- [WORK INSTRUCTION] All of the records must come back exactly. Please repeat them in full.

- [RECORD EXTRACTS]
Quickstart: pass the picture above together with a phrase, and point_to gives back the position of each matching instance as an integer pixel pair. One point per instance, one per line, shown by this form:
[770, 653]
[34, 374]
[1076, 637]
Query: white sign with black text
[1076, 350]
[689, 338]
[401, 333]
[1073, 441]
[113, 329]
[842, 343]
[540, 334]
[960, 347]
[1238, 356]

- [ANSWER]
Quickstart: pass the picture above together with a phrase, and point_to gives back the position of each matching instance as an integer pixel pair. One point per instance, one per line, shown by this form:
[770, 653]
[34, 374]
[1076, 637]
Query: white sign with black text
[1076, 350]
[689, 338]
[401, 333]
[1073, 441]
[113, 329]
[842, 343]
[540, 334]
[960, 347]
[1238, 356]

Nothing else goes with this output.